◆ PAGE EXCERPT:
We will use the state.x77 dataset available in the base R installation. It provides data on the following for 50 US states in 1977. * population * income * illiteracy rate * life expectancy * murder rate and * high school graduation rate
states<- state.x77[,1:6]
library(psych)
describe(states)[, c(1:5, 7:9)] # selected column
## vars n mean sd median mad min max
## Population 1 50 4246.42 4464.49 2838.50 2890.33 365.00 21198.0
## Income 2 50 4435.80 614.47 4519.00 581.18 3098.00 6315.0
## Illiteracy 3 50 1.17 0.61 0.95 0.52 0.50 2.8
## Life Exp 4 50 70.88 1.34 70.67 1.54 67.96 73.6
## Murder 5 50 7.38 3.69 6.85 5.19 1.40 15.1
## HS Grad 6 50 53.11 8.08 53.25 8.60 37.80 67.3
Consider the correlations among the variables in the states data frame.
library(corrgram)
corrgram(states, order=TRUE, lower.panel=panel.shade,
upper.panel=panel.pie, text.panel=panel.txt,
main="Corrgram of states intercorrelations")
Corrgram of the correlations among the variables in the states data frame. Rows and columns have been reordered using principal components analysis.
Start with the lower triangle of the cells:
corrgram(states, order=TRUE, lower.panel=panel.ellipse,
upper.panel=panel.pts, text.panel=panel.txt,
diag.panel=panel.minmax,
main="Corrgram of states data using scatter plots
and ellipses")

◆ WHAT TO WORK ON: Rewrite everything in the R excerpt from "We will use" down to "library(corrgram)", swapping "states" for "st". The material has no connection to the R excerpt.

◆ DATASET:
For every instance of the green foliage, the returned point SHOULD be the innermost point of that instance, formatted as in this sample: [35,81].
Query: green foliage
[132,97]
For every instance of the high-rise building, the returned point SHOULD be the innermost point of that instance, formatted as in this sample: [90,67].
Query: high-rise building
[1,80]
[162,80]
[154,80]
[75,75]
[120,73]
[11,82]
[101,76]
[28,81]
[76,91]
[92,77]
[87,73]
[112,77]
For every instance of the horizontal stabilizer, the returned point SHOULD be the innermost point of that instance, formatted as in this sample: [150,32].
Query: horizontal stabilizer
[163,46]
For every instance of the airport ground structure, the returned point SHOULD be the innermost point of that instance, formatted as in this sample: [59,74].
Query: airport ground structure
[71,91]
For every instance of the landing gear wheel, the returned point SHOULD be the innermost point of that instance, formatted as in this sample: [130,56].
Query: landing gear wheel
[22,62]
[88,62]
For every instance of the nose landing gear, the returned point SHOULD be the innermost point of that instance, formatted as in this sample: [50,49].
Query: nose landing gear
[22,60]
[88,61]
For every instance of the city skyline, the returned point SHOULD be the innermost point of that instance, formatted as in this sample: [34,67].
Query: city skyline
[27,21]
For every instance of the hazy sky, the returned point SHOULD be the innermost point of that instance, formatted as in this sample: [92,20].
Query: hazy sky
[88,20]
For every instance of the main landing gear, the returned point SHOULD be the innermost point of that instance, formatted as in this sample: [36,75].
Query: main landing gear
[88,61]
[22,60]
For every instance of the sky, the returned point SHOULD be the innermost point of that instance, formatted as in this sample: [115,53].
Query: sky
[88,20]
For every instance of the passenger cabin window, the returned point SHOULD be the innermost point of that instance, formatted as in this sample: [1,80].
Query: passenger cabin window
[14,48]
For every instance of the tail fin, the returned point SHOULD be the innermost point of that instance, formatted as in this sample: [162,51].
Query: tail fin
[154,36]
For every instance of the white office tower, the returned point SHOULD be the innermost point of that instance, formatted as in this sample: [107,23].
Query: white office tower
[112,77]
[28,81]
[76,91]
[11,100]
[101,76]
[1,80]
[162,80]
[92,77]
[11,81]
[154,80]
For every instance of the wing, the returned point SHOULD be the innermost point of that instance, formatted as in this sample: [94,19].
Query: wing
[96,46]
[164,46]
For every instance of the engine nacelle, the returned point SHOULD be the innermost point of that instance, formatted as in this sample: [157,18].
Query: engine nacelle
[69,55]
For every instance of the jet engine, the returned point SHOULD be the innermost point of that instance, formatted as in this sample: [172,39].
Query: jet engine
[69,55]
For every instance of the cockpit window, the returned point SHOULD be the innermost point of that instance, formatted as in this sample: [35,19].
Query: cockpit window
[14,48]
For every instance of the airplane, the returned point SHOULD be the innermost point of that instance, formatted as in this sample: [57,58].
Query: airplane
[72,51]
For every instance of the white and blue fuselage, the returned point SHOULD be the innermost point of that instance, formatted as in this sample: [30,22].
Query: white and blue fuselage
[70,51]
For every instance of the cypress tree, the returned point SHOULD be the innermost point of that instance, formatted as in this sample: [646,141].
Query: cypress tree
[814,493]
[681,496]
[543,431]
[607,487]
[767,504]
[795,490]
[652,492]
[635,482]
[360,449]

◆ ANSWER FOR THIS EXERCISE:
We will use the state.x77 dataset available in the base R installation. It provides data on the following for 50 US st in 1977. * population * income * illiteracy rate * life expectancy * murder rate and * high school graduation rate
st<- state.x77[,1:6]
library(psych)
describe(st)[, c(1:5, 7:9)] # selected column
## vars n mean sd median mad min max
## Population 1 50 4246.42 4464.49 2838.50 2890.33 365.00 21198.0
## Income 2 50 4435.80 614.47 4519.00 581.18 3098.00 6315.0
## Illiteracy 3 50 1.17 0.61 0.95 0.52 0.50 2.8
## Life Exp 4 50 70.88 1.34 70.67 1.54 67.96 73.6
## Murder 5 50 7.38 3.69 6.85 5.19 1.40 15.1
## HS Grad 6 50 53.11 8.08 53.25 8.60 37.80 67.3
Consider the correlations among the variables in the st data frame.
library(corrgram)